◆ REQUIREMENT A: According to the Gothenburg climate protest text, where do climate-change activists gather every Friday?
◆ REQUIREMENT B: Name every person, place, and political body mentioned by name in the Gothenburg climate protest text.
◆ REQUIREMENT C: Quote the stretch of the Gothenburg climate protest text from "Gothenburg is witnessing" through "1.5 degree Celsius.".
::: SOURCE TEXT
Gothenburg is witnessing posters of politicians contesting for the European Union’s parliamentary elections slated to take place on May 26. Almost all political parties are promising to fight to take measures to prevent climate change. But Gothenburgers want the politicians to do more: act swiftly. To this effect, climate-change activists gather every Friday at Gustav Adolf Torg under the banner: Fridays for Future. Emelie Ribeiro, is one of the activists who comes to the square on Fridays, demanding the politicians to take concrete measures to prevent climate change, locally and nationally. She told www.gothenburg-400.com that the politicians are not doing enough: because we are far away from achieving the goal of reducing temperatures by 1.5 degree Celsius.
::::::
::: DATA UNDER STUDY
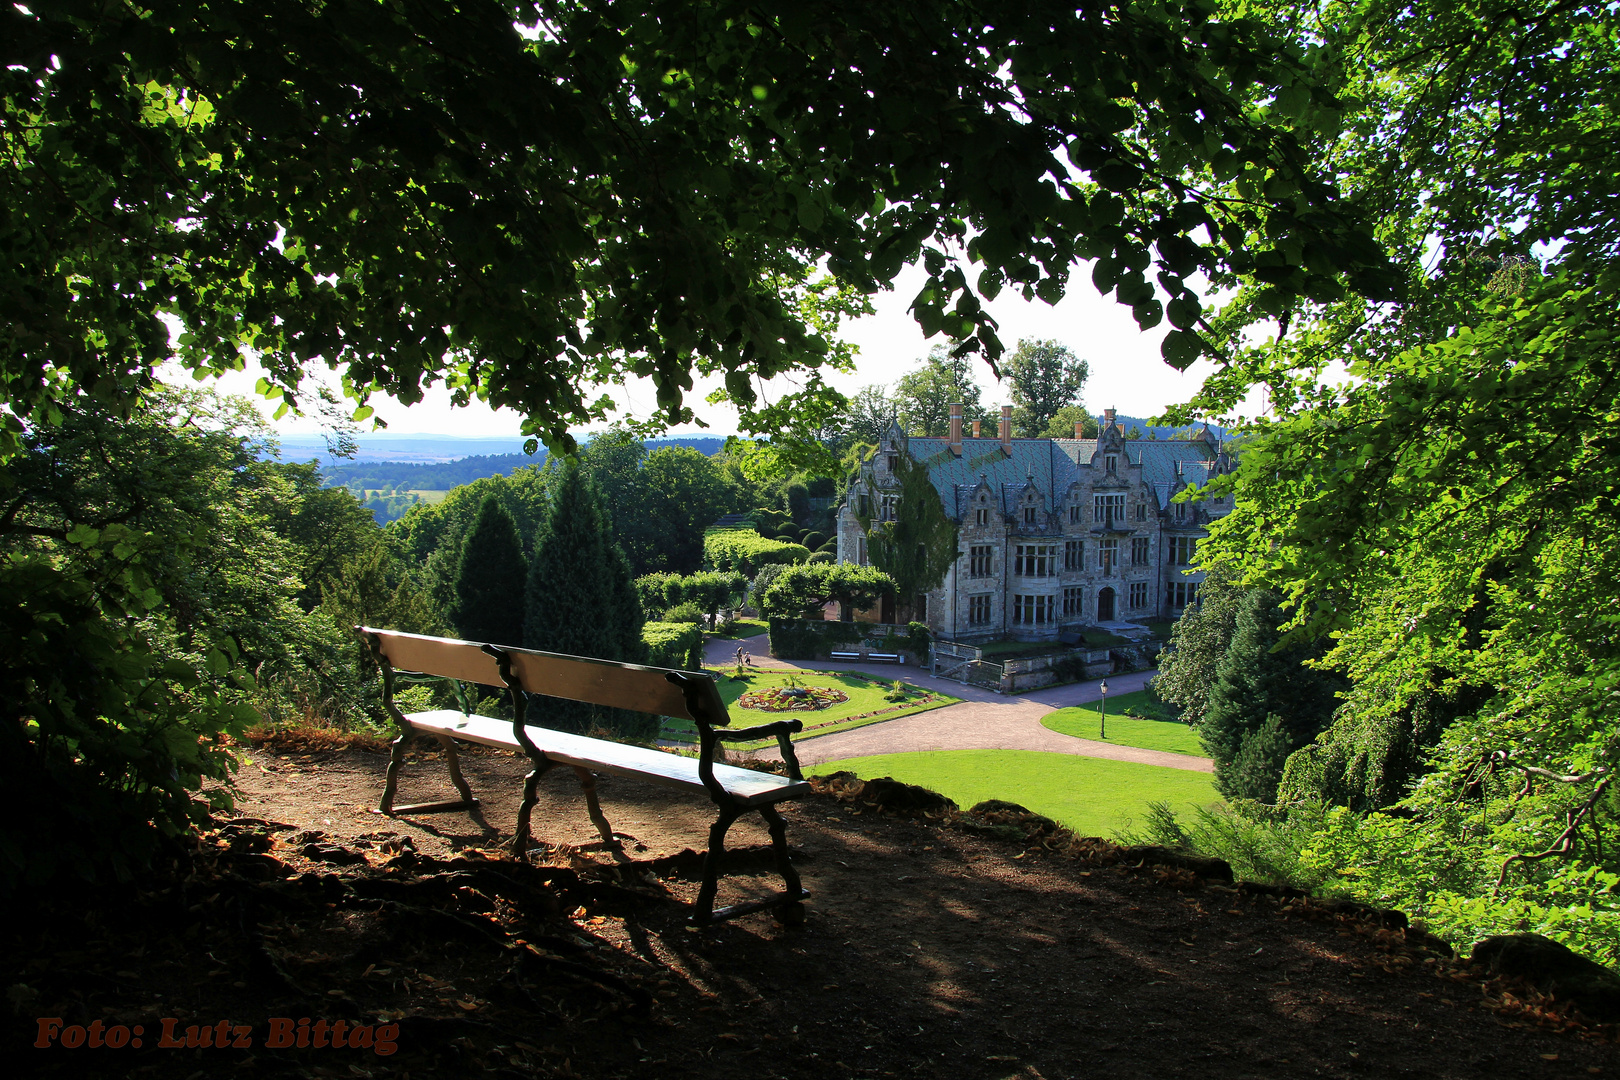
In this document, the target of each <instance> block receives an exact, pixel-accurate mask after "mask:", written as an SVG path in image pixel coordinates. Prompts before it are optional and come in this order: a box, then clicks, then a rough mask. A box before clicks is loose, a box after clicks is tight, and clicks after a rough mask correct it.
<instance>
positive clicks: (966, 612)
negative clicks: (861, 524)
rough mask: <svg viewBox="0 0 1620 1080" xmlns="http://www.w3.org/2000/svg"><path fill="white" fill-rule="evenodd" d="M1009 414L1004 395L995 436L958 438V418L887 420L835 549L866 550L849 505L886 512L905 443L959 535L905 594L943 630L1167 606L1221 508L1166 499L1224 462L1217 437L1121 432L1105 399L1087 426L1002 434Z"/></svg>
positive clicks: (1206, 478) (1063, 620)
::::::
◆ EXERCISE SOLUTION A: Gustav Adolf Torg

◆ EXERCISE SOLUTION B: Gothenburg, European Union, Gustav Adolf Torg, Emelie Ribeiro

◆ EXERCISE SOLUTION C:
Gothenburg is witnessing posters of politicians contesting for the European Union’s parliamentary elections slated to take place on May 26. Almost all political parties are promising to fight to take measures to prevent climate change. But Gothenburgers want the politicians to do more: act swiftly. To this effect, climate-change activists gather every Friday at Gustav Adolf Torg under the banner: Fridays for Future. Emelie Ribeiro, is one of the activists who comes to the square on Fridays, demanding the politicians to take concrete measures to prevent climate change, locally and nationally. She told www.gothenburg-400.com that the politicians are not doing enough: because we are far away from achieving the goal of reducing temperatures by 1.5 degree Celsius.